■ **Your task**:
The entries below should be written out again exactly as they stand.

(Stored data)
+--
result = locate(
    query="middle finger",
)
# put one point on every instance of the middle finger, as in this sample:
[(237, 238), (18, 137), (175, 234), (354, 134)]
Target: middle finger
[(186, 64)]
+--
■ **Your solution**:
result = locate(
    query="middle finger",
)
# put one point on every instance of the middle finger, as in this sample:
[(237, 238), (18, 137), (175, 234), (354, 134)]
Target: middle finger
[(186, 64)]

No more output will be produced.